» **ЗАДАНИЯ ДЛЯ ВЫПОЛНЕНИЯ**
[A] Сколько лет Мамед Эмин Салаев посвятил почвоведению, согласно тексту о нем?
[B] Процитируйте фрагмент текста о Мамеде Эмине Салаеве начиная со слов «Один из известных» и заканчивая словами «зеркалом азербайджанского почвоведения.».
[C] Допишите текст о Мамеде Эмине Салаеве, продолжив его после последнего предложения.

» **ОТРЫВОК**
Как азербайджанский ученый превратил противостояние в научное чудо

Один из известных ученых XX века в области почвоведения, Мамед Эмин Салаев занимает особое место в азербайджанской науке. Богатое научное наследие, оставленное Салаевым, вывело его в ряды ведущих ученых-почвоведов мира.

Науке почвоведения он посвятил свыше 60 лет. За время своей научной деятельности он написал 106 научных работ и составил до 90 карт.

Первую монографию «Почвы Азербайджанской ССР», написанную с участием Г.Алиева, С.Захарова, Н.Алекперова и М.Салаева можно и вправду считать достижением ученых-почвоведов. Данная книга стала первым зеркалом азербайджанского почвоведения.

О том, какой вклад в развитие почвоведения не только в Азербайджане но и во всем СССР внес Мамед Эмин Салаев, красноречиво свидетельствуют воспоминания сотрудника Пущинского научного центра РАН, заслуженного деятеля науки РФ, доктора сельскохозяйственных наук, профессора Игоря Николаевича Степанова:

Как Мамед Эмин Салаев мирил практиков и теоретиков

Будучи выпускником кафедры физики и мелиорации почв Московского университета, в конце 1959 г. я был направлен по распределению в Почвенно-мелиоративный отдел института «Азгипроводхоз» (Баку). Руководил отделом П.С.Панин, который сделал из меня, как мне кажется, хорошего почвоведа-полевика. Чему способствовало освоение нового метода картографирования — пластики рельефа. Месяцами я проводил полевую почвенную съемку на обширных целинных землях Кура-Араксинской  низменности  (Ширван, Карабах, Мугань), а затем за короткое время в Баку писал отчеты.

Большое дело быть практиком. Приезжаешь впервые на целину, чтобы сделать съемку и добыть фактический материал по почвам, грунтам, грунтовым водам, растительности для проектировщиков. Через год-два при повторном посещении той же местности, вместо целины видишь хлопковые поля, древесные насаждения, каналы, дренажно-коллекторную сеть, дороги, поселки. Охватывает чувство гордости за практический вклад в дело развития экономики республики.

С этой позиции, еще молодые и неопытные в жизни, мы — начинающие почвоведы, с пренебрежением относились к ученым-почвоведам. Нам казалось, что они не занимаются нужным делом, а разрабатывают какие-то никому ненужные теории. Примерно так же, но противоположного мнения, придерживались ученые относительно нас — производственников. Якобы ничего они не могут, кроме того, как описать разрез, провести почвенные границы и отобрать для анализа образцы. Другое дело — осмыслить собранный фактический материал. Но этого практики не могут, они по шаблону лишь описывают в своих отчетах собранные факты, не вникая в суть явлений.

» **ИСХОДНЫЕ МАТЕРИАЛЫ**
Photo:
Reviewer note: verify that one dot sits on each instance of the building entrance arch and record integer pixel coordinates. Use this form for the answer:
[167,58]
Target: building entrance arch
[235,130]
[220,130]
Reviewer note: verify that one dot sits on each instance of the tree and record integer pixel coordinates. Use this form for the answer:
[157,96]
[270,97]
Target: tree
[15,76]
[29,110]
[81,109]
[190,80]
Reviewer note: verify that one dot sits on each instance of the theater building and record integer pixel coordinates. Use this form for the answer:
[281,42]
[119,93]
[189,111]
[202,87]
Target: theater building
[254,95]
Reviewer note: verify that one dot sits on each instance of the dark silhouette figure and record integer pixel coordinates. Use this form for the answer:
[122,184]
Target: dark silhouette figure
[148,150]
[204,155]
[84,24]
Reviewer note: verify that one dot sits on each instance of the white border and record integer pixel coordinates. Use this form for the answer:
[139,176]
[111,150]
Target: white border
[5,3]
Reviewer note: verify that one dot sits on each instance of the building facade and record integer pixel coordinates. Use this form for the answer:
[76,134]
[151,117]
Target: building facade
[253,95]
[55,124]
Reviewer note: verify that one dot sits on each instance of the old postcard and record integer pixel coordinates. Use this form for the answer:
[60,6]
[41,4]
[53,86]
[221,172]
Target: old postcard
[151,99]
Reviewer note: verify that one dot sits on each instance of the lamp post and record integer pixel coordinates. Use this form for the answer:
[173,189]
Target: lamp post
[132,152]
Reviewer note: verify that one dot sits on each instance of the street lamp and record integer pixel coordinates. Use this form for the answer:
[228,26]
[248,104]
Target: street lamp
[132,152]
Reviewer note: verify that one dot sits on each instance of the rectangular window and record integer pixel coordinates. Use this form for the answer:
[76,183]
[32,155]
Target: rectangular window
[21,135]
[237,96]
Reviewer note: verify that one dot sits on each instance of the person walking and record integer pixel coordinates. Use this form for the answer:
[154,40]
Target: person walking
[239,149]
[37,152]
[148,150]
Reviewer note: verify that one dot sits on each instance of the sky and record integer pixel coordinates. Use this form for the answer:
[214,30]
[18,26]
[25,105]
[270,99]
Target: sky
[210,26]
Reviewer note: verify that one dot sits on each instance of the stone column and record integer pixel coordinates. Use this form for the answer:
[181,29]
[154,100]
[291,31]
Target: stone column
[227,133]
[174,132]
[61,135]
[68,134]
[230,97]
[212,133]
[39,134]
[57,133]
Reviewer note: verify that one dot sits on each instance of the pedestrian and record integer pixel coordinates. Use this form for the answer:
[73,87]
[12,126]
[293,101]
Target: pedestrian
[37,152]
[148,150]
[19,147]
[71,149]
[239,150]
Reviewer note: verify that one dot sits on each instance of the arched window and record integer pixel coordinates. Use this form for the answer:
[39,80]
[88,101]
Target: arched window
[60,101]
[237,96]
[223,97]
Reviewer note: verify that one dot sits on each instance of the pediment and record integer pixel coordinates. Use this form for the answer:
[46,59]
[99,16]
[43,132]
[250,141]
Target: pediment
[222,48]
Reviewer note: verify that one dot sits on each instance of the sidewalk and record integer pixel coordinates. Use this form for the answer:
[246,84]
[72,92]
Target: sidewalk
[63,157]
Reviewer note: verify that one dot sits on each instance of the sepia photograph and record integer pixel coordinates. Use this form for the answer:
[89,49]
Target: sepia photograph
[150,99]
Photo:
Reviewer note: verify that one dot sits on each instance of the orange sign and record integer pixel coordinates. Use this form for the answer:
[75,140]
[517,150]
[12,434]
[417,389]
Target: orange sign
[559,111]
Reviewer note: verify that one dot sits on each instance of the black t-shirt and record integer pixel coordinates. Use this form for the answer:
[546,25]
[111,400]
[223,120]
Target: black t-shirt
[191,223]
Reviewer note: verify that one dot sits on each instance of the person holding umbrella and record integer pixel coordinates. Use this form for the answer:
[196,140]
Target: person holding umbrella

» **ОТВЕТЫ К УПРАЖНЕНИЮ**
[A] Свыше 60 лет.

[B]
Один из известных ученых XX века в области почвоведения, Мамед Эмин Салаев занимает особое место в азербайджанской науке. Богатое научное наследие, оставленное Салаевым, вывело его в ряды ведущих ученых-почвоведов мира.

Науке почвоведения он посвятил свыше 60 лет. За время своей научной деятельности он написал 106 научных работ и составил до 90 карт.

Первую монографию «Почвы Азербайджанской ССР», написанную с участием Г.Алиева, С.Захарова, Н.Алекперова и М.Салаева можно и вправду считать достижением ученых-почвоведов. Данная книга стала первым зеркалом азербайджанского почвоведения.

[C]
Так появилось противостояние «производственники — ученые», которое могло вылиться или во вражду, или в дружеские отношения, если бы в этом процессе не было бы мудрого звена из действительно настоящих ученых — «золотой почвенной элиты» — В.Р.Волобуева,  М.М.Салаева, Г.А.Алиева. Благодаря их умному и доброму отношению к ученой и инженерной молодежи создалось то сообщество, которое сделало почвенную науку Азербайджана одной из передовых в 1960-1990 годы советской власти.

Связь между нами, молодыми почвоведами-полевиками и учеными Института почвоведения Академии наук Азербайджана постепенно крепла и превратилась в научное чудо. Особенно этому способствовал Мамед Эмин Салаев. Он тонко чувствовал природу, а еще больше молодежь. Со мной он провел многочасовые беседы не только о почвах, но и необходимости ученым и практикам понимать друг друга, уважать мнение каждою, не спорить без толку, а совместно выезжать в поле для проверки выдвигаемых той или иной стороной положений почвоведения.

В.Р.Волобуев был занят научно-общественной работой на посту вице-президента Академии наук Азербайджана и выполнением многочисленных ответственных заданий Академии наук СССР. Так же был занят научно-общественной работой директор Института географии Азерб. ССР Г.А.Алиев. Их не хотелось беспокоить, да и трудно было добиться встречи с ними для научных разговоров.

Только М.М.Салаев, скромно выполнявший работу заведующего лабораторией, был доступен для разговоров на научные и производственные темы. Он обладал даром внимательно выслушать собеседника, несмотря на его молодость или некомпетентность в некоторых вопросах, а также не менее ценным даром — логически мыслить и критически философски рассуждать на заданную тему. Он был доброжелателен к приходящим к нему людям. Поэтому к нему люди шли, как местные, так и приезжие издалека, из Москвы и других научных и производственных центров бывшего СССР. Обсуждались разные вопросы. Вопросы решались разные, простые и сложные, имеющие частный характер или общенаучный.

Две важные проблемы почвоведения 1960-х и решение М.Э.Салаева

М.Э.Салаев во время экспедиции. 1967 г.

Мне запомнилось обсуждение М.Салаевым со мной, тогда еще начинающим молодым специалистом, двух важных для науки и практики почвоведения проблем. Первая проблема касалась способа изображения форм почвенных ареалов на картах, а вторая — наименования равнинных и предгорных почв Кура-Араксинской низменности сероземами или серо-коричневыми.

Как известно, В.Р.Волобуев предложил в 1949 г. картировать почвенный покров методом пластики рельефа, когда контуры почвенных тел на картах принимали древовидную (потоковую) форму. Этим способом пользовались почвоведы института  «Азгипроводхоз». Блестящими мастерами этого способа были П.Панин и С.Аристов, которые обучали молодых специалистов составлять карты методом пластики. Все почвенные крупномасштабные карты в 1960-ые годы, разработанные институтом «Азгипроводхоз», были выполнены именно этим методом.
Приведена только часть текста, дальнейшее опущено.